- _DATASET EXCERPTS_:
· · · · ·
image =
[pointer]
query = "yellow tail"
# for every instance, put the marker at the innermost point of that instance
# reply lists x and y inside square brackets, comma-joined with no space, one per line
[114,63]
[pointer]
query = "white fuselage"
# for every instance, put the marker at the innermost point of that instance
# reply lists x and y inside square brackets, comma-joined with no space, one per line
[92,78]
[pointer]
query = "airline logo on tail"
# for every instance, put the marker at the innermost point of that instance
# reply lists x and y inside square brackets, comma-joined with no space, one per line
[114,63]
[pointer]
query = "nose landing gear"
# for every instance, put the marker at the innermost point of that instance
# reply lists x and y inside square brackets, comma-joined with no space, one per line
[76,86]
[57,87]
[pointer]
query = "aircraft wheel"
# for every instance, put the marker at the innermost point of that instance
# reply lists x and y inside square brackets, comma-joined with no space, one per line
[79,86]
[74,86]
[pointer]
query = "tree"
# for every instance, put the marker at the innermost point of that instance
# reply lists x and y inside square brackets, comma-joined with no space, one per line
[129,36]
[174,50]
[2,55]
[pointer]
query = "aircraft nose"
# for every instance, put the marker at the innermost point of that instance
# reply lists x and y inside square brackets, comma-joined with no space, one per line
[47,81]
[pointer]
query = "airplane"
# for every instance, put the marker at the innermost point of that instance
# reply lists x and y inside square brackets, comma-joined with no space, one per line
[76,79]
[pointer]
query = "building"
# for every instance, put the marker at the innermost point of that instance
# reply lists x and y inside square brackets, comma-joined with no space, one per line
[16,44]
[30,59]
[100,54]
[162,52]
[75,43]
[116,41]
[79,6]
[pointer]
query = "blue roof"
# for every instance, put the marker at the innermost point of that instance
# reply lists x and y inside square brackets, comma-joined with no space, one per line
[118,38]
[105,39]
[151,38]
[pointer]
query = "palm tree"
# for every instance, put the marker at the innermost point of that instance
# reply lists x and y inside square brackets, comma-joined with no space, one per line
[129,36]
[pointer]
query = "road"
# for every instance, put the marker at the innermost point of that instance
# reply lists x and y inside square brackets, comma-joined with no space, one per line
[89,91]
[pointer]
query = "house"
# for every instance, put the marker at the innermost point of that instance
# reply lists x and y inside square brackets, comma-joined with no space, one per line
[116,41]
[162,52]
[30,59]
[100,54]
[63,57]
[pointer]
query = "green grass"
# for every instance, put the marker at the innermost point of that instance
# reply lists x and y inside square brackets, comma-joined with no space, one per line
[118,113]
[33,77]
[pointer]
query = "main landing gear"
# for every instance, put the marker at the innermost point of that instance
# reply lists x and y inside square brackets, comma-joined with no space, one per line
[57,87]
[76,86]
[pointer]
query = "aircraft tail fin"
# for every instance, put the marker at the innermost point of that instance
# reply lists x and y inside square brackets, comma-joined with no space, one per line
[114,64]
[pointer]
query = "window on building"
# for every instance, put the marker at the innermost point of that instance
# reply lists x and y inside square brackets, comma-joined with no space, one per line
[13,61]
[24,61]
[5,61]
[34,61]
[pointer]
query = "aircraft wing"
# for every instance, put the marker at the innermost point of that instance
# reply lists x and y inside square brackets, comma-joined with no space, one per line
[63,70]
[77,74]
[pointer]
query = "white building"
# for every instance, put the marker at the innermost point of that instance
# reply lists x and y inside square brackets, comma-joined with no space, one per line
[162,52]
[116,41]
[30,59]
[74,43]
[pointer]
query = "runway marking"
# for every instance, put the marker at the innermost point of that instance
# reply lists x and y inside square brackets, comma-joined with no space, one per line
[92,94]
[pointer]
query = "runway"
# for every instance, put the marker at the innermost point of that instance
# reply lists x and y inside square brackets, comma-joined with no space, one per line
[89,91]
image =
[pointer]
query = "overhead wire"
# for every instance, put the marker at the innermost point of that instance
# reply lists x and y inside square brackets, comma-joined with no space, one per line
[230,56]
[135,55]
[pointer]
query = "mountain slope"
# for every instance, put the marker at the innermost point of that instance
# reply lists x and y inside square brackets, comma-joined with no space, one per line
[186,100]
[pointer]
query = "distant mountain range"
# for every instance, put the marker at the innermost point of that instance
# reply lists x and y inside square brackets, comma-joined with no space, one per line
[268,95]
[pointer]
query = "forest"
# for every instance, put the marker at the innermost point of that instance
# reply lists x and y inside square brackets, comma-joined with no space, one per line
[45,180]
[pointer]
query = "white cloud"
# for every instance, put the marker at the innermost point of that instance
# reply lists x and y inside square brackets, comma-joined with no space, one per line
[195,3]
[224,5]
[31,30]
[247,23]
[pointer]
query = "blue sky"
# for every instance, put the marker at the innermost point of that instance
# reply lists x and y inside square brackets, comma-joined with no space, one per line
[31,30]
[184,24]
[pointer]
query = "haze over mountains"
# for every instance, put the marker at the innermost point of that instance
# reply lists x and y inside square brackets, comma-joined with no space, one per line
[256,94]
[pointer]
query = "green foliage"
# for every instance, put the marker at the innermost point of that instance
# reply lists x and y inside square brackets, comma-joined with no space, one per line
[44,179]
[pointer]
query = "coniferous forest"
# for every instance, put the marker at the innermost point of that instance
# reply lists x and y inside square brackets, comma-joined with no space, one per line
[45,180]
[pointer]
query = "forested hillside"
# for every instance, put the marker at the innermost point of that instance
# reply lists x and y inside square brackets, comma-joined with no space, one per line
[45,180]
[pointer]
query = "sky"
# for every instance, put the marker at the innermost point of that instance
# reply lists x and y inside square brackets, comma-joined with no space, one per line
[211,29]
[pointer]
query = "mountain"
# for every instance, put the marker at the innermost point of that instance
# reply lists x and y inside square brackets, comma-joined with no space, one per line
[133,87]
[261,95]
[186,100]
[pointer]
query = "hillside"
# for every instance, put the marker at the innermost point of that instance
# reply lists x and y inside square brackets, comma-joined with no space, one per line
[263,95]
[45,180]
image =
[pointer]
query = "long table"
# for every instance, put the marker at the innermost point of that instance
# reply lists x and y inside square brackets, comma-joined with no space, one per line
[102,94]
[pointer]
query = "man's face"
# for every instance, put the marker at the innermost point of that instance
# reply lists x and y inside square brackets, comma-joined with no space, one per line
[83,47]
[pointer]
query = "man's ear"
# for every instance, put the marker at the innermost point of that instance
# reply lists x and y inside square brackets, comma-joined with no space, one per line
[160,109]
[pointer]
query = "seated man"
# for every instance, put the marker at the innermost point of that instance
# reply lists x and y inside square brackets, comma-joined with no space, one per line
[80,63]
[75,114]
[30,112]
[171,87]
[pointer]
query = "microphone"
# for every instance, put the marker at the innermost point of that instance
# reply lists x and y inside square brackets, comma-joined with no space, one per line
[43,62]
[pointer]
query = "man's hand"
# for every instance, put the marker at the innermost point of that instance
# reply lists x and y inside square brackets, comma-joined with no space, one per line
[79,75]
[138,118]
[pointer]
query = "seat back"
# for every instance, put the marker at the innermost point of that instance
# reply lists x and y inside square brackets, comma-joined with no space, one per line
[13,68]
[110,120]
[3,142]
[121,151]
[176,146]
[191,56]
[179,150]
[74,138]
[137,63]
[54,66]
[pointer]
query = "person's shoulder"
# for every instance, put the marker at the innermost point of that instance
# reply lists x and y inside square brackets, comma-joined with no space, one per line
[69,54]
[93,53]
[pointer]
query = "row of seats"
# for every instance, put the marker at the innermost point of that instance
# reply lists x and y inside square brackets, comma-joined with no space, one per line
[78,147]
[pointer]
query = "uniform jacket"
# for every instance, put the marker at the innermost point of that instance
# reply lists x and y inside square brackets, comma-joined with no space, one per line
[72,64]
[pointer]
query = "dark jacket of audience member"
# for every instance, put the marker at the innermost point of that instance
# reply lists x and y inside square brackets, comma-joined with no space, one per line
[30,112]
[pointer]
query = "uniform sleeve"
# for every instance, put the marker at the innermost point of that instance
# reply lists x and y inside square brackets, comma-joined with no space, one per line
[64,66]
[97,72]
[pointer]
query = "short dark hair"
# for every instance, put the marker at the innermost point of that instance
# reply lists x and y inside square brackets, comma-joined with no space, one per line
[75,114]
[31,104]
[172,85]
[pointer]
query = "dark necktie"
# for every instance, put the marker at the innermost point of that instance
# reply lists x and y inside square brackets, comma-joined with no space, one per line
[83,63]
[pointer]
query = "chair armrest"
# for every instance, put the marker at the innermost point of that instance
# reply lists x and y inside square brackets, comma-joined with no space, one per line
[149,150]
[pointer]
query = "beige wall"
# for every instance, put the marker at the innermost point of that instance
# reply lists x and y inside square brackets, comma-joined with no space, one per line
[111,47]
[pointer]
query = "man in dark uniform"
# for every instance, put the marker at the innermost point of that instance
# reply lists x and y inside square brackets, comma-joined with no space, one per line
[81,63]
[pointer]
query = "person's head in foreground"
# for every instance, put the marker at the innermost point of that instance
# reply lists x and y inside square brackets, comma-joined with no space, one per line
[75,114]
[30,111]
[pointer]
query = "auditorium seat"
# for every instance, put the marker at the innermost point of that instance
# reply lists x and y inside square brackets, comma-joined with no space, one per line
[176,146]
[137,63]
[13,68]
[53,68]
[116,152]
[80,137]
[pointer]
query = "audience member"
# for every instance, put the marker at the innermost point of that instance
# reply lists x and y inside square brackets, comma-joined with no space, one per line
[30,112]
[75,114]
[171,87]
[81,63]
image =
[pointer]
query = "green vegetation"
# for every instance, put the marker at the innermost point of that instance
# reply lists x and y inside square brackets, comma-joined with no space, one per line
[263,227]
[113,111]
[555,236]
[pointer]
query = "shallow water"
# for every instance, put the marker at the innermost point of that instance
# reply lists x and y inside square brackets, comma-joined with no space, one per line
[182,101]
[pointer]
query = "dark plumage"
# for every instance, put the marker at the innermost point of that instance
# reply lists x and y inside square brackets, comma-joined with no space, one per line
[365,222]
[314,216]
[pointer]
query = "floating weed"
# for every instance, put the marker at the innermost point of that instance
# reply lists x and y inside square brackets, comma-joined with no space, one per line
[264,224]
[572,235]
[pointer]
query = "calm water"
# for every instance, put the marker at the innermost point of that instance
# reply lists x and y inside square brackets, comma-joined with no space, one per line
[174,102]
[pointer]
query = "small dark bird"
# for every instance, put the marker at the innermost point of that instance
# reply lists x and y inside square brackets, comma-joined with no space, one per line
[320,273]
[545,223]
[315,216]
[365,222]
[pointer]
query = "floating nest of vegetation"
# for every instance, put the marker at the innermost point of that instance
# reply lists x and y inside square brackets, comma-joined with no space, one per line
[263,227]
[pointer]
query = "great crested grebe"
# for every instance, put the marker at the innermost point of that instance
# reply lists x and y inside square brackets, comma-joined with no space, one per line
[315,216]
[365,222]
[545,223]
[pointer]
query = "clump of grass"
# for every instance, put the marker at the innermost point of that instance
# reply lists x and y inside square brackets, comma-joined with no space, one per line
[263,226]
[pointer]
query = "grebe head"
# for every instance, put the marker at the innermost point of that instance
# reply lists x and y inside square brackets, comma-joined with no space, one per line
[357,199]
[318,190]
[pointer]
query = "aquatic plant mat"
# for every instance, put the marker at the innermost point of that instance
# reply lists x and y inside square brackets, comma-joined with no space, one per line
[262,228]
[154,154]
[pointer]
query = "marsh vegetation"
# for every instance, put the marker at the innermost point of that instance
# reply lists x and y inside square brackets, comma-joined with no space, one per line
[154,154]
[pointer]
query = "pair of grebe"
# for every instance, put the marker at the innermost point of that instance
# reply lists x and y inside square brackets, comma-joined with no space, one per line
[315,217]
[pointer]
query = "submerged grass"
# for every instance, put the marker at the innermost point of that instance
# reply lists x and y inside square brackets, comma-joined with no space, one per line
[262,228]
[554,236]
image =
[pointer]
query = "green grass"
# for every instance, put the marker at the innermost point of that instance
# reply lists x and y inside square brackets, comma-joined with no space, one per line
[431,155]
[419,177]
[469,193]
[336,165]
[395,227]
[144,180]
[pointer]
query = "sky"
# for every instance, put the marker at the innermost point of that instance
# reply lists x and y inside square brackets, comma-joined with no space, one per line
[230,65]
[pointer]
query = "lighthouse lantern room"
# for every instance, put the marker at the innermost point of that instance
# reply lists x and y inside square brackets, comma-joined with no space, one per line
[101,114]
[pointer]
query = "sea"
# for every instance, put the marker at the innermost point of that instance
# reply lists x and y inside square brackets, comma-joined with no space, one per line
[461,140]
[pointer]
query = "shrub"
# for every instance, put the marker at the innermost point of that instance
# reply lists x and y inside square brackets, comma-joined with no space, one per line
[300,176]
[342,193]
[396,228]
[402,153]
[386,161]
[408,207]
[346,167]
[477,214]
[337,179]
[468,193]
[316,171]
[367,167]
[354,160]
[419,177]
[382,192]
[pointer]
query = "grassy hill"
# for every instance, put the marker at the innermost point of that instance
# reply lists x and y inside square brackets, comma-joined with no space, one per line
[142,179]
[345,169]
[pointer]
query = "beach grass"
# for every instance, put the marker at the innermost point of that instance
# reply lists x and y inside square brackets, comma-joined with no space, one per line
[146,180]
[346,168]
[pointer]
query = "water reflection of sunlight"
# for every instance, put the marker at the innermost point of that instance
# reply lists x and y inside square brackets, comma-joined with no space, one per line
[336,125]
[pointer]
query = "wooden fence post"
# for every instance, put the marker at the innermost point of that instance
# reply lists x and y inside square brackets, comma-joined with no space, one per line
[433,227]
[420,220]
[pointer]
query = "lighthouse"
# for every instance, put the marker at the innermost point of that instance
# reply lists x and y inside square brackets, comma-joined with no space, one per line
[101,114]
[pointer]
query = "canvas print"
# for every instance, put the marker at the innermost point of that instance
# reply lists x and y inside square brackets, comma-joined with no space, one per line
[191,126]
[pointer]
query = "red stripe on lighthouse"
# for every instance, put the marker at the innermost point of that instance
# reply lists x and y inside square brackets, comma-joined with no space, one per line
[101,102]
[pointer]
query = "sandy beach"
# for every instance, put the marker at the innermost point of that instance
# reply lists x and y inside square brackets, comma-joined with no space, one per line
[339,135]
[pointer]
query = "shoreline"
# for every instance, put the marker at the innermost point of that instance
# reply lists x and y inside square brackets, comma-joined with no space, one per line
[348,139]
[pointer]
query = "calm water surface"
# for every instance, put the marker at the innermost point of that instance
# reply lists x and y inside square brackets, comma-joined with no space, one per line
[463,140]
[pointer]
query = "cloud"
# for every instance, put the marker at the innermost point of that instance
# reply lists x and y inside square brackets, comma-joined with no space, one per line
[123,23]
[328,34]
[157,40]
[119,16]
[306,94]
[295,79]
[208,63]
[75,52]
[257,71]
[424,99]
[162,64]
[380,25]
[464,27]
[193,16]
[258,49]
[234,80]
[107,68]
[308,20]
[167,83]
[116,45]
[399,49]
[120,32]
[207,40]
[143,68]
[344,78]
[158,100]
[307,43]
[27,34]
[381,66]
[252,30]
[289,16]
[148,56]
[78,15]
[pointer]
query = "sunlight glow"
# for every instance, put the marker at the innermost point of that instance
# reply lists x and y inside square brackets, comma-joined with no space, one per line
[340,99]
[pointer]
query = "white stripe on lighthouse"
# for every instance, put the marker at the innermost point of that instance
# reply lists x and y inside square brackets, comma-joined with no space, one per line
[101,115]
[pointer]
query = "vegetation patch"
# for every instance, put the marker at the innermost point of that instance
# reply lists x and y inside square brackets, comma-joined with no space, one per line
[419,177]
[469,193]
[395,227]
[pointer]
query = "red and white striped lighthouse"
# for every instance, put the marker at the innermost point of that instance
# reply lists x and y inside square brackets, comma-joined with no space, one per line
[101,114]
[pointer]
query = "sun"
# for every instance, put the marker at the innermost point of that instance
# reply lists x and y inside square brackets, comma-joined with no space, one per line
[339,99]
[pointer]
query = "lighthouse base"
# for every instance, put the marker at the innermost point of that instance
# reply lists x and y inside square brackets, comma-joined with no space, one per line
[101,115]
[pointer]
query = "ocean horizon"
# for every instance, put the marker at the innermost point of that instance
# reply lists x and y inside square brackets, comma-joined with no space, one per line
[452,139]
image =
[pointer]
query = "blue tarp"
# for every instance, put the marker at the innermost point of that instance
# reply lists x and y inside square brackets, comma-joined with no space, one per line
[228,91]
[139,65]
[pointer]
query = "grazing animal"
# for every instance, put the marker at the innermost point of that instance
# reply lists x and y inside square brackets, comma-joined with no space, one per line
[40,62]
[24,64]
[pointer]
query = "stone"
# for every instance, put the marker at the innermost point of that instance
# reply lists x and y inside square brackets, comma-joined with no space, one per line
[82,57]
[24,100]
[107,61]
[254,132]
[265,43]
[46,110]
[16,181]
· · · · ·
- _TASK TO COMPLETE_: Locate every line in the entries above that contains the string "grebe", and copy each such line. Treat uppercase and lowercase letters as distinct.

- _FINISHED TASK_:
query = "great crested grebe"
query = "grebe head"
query = "pair of grebe"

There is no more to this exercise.